課題の条件:
『神魔狩りのツクヨミ』を紹介する文章を読み、次の問いに答えよ。
1. この作品がリリースされたのはいつか。
2. イベント当日に登壇したのは誰か。
3. プレイするたびに変化するのは、ダンジョンの何か。

2025年5月にリリースされた『神魔狩りのツクヨミ』(以下、『神ツク』)は、金子一馬が世界観設計を担い、AIによる新しいプレイ体験を導入した意欲作。技術と創造性の融合に挑み、「生成ゲーム」という新たなジャンルを切り開いたチャレンジングな作品です。

当日は、金子本人をはじめ開発をリードしたメンバーが登壇し、企画立ち上げの裏側からAI活用の狙い、マーケティング戦略まで、熱く語り尽くしました。本記事では、その模様をレポートします。

※記事内で掲載しているスライドは、当日のイベントで使用した資料とは別の公開用資料です。

『神魔狩りのツクヨミ』とは?

ゲームクリエイター・金子一馬が創造するカード創造ローグライクカードゲームで、生成AIが生み出す“新たなゲーム体験”が特徴の「生成ゲーム」。
プレイヤーは戦闘スタイルが異なる複数の主人公を操り、プレイするたびに内部の構造や出現するカード・アイテムが変化するダンジョンに挑む。

資料:
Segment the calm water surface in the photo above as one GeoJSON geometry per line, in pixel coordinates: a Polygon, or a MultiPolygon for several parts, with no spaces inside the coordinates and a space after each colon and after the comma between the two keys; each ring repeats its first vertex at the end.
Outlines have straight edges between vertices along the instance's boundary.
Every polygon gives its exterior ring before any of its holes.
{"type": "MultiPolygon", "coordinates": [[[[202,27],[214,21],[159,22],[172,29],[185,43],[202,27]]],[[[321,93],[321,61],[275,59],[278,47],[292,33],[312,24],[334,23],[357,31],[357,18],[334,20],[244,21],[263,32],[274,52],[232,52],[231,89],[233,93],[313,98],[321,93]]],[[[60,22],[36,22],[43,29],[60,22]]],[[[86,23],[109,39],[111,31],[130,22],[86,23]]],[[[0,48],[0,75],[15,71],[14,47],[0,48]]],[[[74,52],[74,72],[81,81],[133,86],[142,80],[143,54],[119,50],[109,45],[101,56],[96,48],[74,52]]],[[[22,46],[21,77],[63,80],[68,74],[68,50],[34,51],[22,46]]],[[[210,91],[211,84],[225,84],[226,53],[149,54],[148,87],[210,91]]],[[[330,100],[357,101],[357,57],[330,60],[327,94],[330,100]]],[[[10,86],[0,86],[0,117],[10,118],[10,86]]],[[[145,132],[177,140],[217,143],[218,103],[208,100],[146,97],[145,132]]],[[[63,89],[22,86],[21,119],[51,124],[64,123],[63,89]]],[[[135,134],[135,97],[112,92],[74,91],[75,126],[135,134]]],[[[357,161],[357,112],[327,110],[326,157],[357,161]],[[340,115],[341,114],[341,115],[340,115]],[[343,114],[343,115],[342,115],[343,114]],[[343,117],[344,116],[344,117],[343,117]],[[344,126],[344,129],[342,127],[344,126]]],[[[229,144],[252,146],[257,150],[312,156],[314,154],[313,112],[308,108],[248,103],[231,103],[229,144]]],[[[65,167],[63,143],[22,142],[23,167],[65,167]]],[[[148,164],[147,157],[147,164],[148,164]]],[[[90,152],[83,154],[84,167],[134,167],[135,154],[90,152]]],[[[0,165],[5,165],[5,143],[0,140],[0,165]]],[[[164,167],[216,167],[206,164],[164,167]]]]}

記述解答:
1. 2025年5月
2. 金子本人をはじめ、開発をリードしたメンバー
3. 内部の構造や、出現するカード・アイテム